▸ **REQUIRED WORK**
Repeat the stretch of data from the line containing "Target: brown leather shoe" through the end of the data, changing "pixel-level" to "precise" and leaving everything else the same.

(Stored data)
☆ ☆ ☆ ☆ ☆

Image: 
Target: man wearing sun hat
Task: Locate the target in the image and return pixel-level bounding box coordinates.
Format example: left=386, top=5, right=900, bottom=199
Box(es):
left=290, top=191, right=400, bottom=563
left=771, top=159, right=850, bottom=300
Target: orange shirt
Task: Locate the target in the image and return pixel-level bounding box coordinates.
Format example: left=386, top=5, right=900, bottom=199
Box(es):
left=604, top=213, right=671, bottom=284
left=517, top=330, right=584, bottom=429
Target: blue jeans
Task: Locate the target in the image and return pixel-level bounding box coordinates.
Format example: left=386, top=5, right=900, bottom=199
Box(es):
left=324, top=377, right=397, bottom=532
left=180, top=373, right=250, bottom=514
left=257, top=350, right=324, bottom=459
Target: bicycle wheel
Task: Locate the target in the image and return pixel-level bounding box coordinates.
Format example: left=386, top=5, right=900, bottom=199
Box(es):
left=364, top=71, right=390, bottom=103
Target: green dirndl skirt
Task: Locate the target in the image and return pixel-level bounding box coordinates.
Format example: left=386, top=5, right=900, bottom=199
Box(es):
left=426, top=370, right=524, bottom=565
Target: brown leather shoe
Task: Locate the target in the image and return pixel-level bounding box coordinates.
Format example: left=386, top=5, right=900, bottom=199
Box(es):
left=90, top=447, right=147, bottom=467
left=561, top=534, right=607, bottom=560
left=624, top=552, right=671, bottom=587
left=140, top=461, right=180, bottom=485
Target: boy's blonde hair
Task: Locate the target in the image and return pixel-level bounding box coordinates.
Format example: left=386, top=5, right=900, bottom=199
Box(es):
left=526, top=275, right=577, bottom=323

☆ ☆ ☆ ☆ ☆

▸ **WRITTEN SOLUTION**
Target: brown leather shoe
Task: Locate the target in the image and return precise bounding box coordinates.
Format example: left=386, top=5, right=900, bottom=199
Box(es):
left=90, top=447, right=147, bottom=467
left=561, top=534, right=607, bottom=560
left=624, top=552, right=671, bottom=587
left=140, top=461, right=180, bottom=485
Target: boy's blonde hair
Task: Locate the target in the image and return precise bounding box coordinates.
Format example: left=386, top=5, right=900, bottom=199
Box(es):
left=526, top=275, right=577, bottom=323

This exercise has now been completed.